Prescription dewormers are generally the most potent and effective options available. More importantly, a vet can identify which specific parasites your puppy has through a fecal test, so you’re not guessing at treatment. If your puppy has a heavy worm burden, especially hookworms that cause anemia, precise treatment matters. Hookworm infection in young puppies can be fatal because the worms feed on blood and leave open wounds inside the intestine as they move around.
Signs Your Puppy Has Worms
Many puppies with worms show no obvious symptoms at first. As the infection progresses, you may notice a pot-bellied appearance, diarrhea, vomiting, a dull coat, weight loss, or stunted growth compared to littermates. With hookworms specifically, pale gums signal anemia. You might also see actual worms in your puppy’s stool or vomit, which look like thin spaghetti strands (roundworms) or flat rice-grain segments (tapeworms).
Even if your puppy looks perfectly healthy, deworming on schedule is still important. Worm eggs shed in stool can infect other animals and, in the case of roundworms, pose a real health risk to children who play in contaminated soil.
How to Give Your Puppy a Dewormer
Liquid dewormers are easiest for very young puppies. Draw the correct dose into an oral syringe, hold your puppy gently, and place the syringe tip just behind a canine tooth, angled slightly to the side. Squirt slowly so your puppy has time to swallow rather than inhale the liquid. If your puppy seems to like the taste, let them lick it directly from the syringe tip.
For tablets, hiding the pill in a small amount of soft food or a pill pocket usually does the trick with older puppies. Chewable formulations like Simparica Trio are flavored, so most puppies take them willingly.
If your puppy vomits within a few hours of dosing, check whether the tablet came up whole. A whole tablet can simply be re-given once your puppy settles. If it’s partially digested or you can’t find it, contact your vet about whether a replacement dose is needed.
What to Expect After Treatment
Most dewormers start working within a few hours, and the vast majority of puppies behave completely normally afterward. You may see dead worms in your puppy’s stool for a day or two, which is a sign the medication is working, not a cause for concern. Occasional vomiting can happen with any oral medication, but serious side effects from standard puppy dewormers are rare.
One dose does not mean your puppy is worm-free. Larvae that were migrating through body tissues at the time of treatment won’t be affected until they reach the intestine, which is exactly why the every-two-weeks schedule exists for the first several months. Skipping doses or spacing them too far apart gives new waves of larvae time to mature and start producing eggs, restarting the cycle.

[Dataset entries]
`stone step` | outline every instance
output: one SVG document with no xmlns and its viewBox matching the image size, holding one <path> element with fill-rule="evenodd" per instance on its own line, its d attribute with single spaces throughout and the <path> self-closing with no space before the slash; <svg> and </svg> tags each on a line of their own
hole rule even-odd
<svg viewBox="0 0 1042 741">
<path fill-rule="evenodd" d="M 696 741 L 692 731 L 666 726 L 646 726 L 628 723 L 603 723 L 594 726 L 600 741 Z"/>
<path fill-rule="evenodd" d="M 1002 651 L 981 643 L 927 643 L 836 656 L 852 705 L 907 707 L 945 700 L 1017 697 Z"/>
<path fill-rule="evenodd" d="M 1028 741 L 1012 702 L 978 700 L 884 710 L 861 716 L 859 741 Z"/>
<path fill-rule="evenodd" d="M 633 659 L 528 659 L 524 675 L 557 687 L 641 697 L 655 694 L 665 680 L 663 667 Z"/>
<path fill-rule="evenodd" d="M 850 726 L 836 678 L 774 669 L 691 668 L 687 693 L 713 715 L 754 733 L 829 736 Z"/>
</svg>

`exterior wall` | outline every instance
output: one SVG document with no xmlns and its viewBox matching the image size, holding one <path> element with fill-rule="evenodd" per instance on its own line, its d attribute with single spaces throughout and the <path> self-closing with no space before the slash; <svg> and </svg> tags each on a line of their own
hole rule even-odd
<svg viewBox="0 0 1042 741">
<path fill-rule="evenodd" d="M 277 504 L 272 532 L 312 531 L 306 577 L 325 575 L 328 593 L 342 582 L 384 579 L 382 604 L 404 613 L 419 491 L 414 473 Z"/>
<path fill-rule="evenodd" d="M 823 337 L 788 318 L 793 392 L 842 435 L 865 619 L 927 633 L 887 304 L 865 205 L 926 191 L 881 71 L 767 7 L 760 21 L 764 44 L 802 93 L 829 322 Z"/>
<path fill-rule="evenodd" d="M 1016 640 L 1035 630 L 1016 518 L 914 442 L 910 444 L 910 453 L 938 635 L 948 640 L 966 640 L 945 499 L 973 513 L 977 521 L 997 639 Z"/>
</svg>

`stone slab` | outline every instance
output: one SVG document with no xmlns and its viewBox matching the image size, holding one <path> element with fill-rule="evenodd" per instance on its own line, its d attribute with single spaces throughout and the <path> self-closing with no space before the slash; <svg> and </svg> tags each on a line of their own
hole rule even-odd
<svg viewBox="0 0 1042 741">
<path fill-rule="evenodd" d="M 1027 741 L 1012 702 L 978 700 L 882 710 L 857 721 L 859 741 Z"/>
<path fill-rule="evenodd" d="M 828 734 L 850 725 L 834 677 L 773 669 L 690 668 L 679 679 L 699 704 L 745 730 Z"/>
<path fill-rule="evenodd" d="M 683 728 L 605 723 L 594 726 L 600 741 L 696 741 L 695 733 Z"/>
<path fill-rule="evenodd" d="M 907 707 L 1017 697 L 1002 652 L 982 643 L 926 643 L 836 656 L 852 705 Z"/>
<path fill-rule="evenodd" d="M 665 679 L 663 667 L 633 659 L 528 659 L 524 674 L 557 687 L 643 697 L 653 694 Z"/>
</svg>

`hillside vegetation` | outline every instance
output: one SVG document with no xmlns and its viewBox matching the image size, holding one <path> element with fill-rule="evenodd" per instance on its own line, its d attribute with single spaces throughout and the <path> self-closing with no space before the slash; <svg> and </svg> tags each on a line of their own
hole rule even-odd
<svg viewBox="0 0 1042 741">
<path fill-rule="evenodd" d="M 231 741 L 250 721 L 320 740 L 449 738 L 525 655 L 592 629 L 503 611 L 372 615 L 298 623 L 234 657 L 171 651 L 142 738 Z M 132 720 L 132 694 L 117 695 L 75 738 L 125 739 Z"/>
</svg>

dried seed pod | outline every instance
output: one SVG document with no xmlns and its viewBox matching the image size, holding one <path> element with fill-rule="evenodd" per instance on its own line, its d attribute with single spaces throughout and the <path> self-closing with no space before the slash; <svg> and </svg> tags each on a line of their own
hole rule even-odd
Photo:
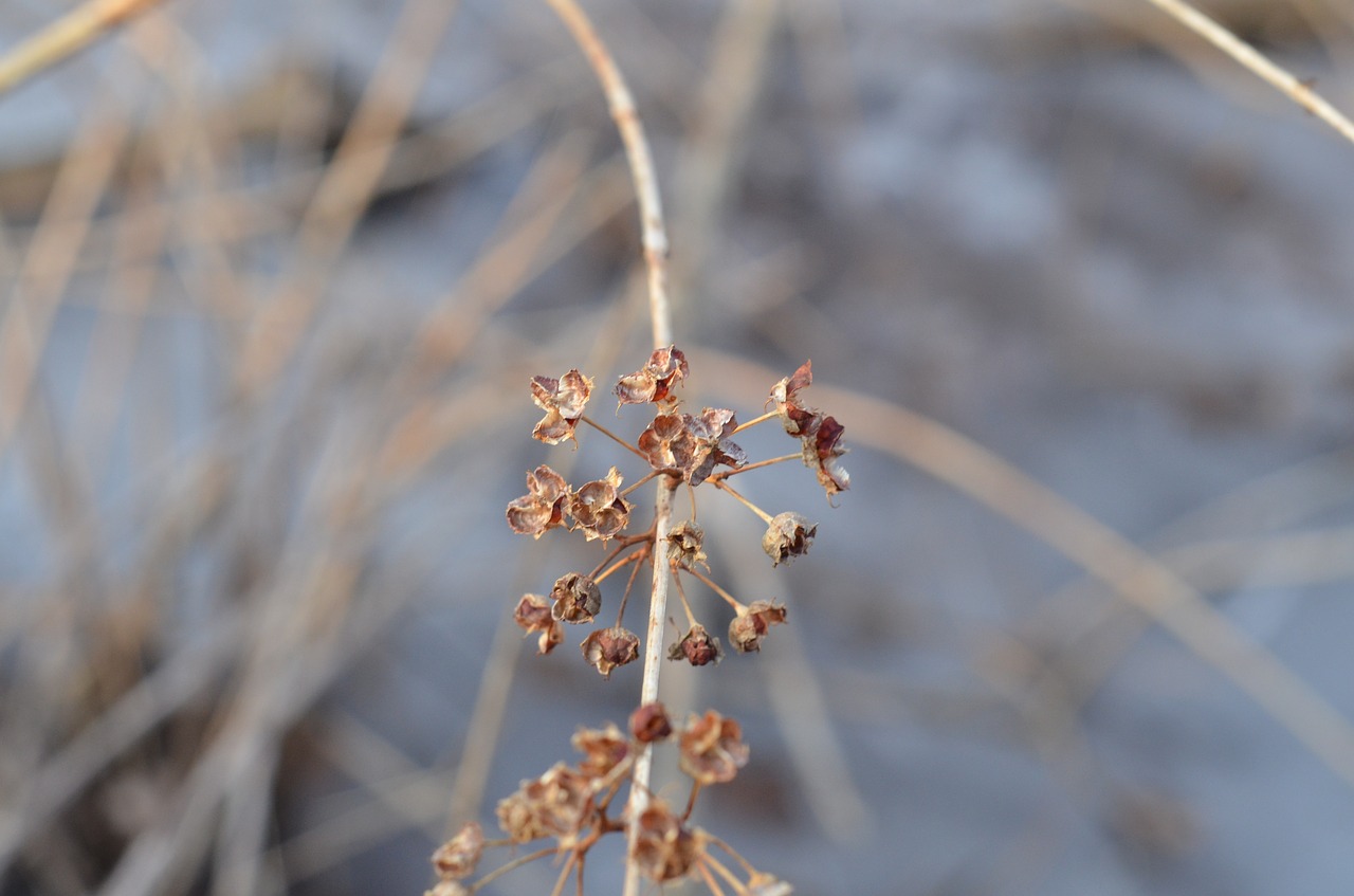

### Task instructions:
Repeat the part of the puppy deworming passage that begins at the words "One dose does" and stops after "restarting the cycle.". You won't need the material for this.

### Written answer:
One dose does not mean your puppy is worm-free. Larvae that were migrating through body tissues at the time of treatment won’t be affected until they reach the intestine, which is exactly why the every-two-weeks schedule exists for the first several months. Skipping doses or spacing them too far apart gives new waves of larvae time to mature and start producing eggs, restarting the cycle.